[START Records for this task]
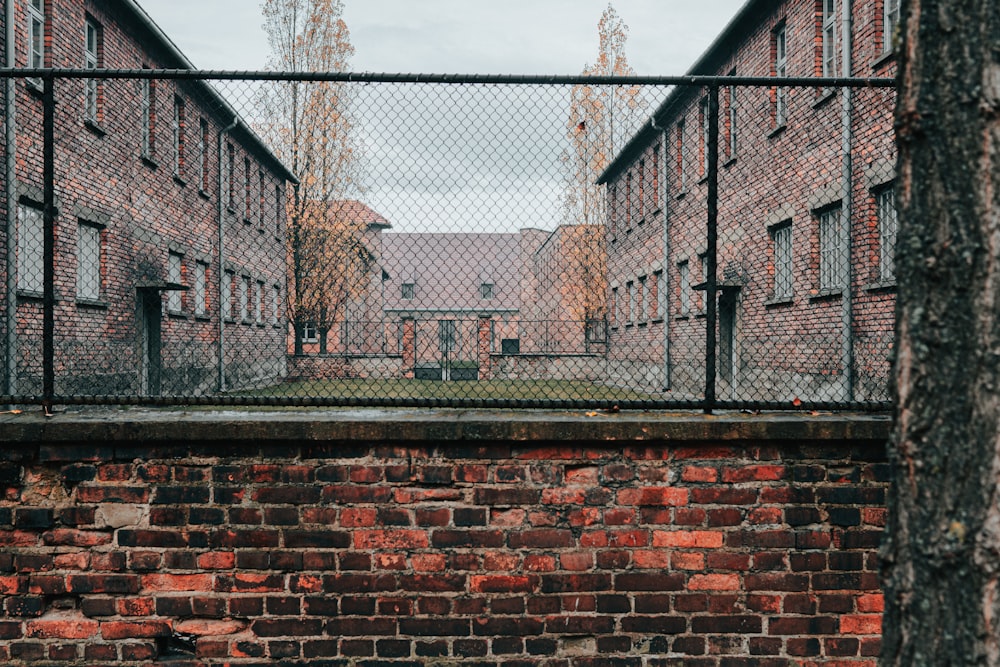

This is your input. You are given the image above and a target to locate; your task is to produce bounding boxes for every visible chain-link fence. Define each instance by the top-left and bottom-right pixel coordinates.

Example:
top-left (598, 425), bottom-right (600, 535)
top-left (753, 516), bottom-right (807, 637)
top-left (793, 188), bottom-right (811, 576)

top-left (0, 70), bottom-right (896, 410)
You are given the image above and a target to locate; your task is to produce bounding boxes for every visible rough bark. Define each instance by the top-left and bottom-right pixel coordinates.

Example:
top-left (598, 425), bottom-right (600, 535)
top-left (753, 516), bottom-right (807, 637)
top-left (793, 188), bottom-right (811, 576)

top-left (882, 0), bottom-right (1000, 666)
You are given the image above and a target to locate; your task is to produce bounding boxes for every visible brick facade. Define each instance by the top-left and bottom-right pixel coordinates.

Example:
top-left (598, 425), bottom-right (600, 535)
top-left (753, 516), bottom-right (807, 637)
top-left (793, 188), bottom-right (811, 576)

top-left (601, 0), bottom-right (895, 401)
top-left (0, 0), bottom-right (294, 395)
top-left (0, 413), bottom-right (888, 667)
[END Records for this task]
Express every line of the rows above as a JSON list of strings, with one string per line and blank lines omitted. Leave the pictures out.

▶ [Answer]
[
  "This is your input. You are given the image above and a target to locate; your task is to produce bounding boxes for every visible chain-link fence. Define each instance by the top-left and bottom-right pixel coordinates.",
  "Example:",
  "top-left (598, 425), bottom-right (600, 535)",
  "top-left (753, 516), bottom-right (807, 637)",
  "top-left (793, 188), bottom-right (811, 576)",
  "top-left (0, 70), bottom-right (896, 410)",
  "You are given the image above and a target to locate; your task is to produce bounding boxes for every visible rough bark. Define each instance by the top-left and bottom-right pixel coordinates.",
  "Example:",
  "top-left (598, 425), bottom-right (600, 535)",
  "top-left (753, 516), bottom-right (807, 637)",
  "top-left (793, 188), bottom-right (811, 576)",
  "top-left (882, 0), bottom-right (1000, 666)",
  "You are given the image above and a target to locate; your task is to produce bounding boxes for every visible brick facade. Define each instance by the top-left and bottom-right pixel coordinates.",
  "Example:",
  "top-left (598, 425), bottom-right (600, 535)",
  "top-left (753, 516), bottom-right (807, 637)",
  "top-left (793, 188), bottom-right (811, 576)",
  "top-left (601, 0), bottom-right (895, 401)",
  "top-left (0, 0), bottom-right (294, 395)",
  "top-left (0, 413), bottom-right (888, 667)"
]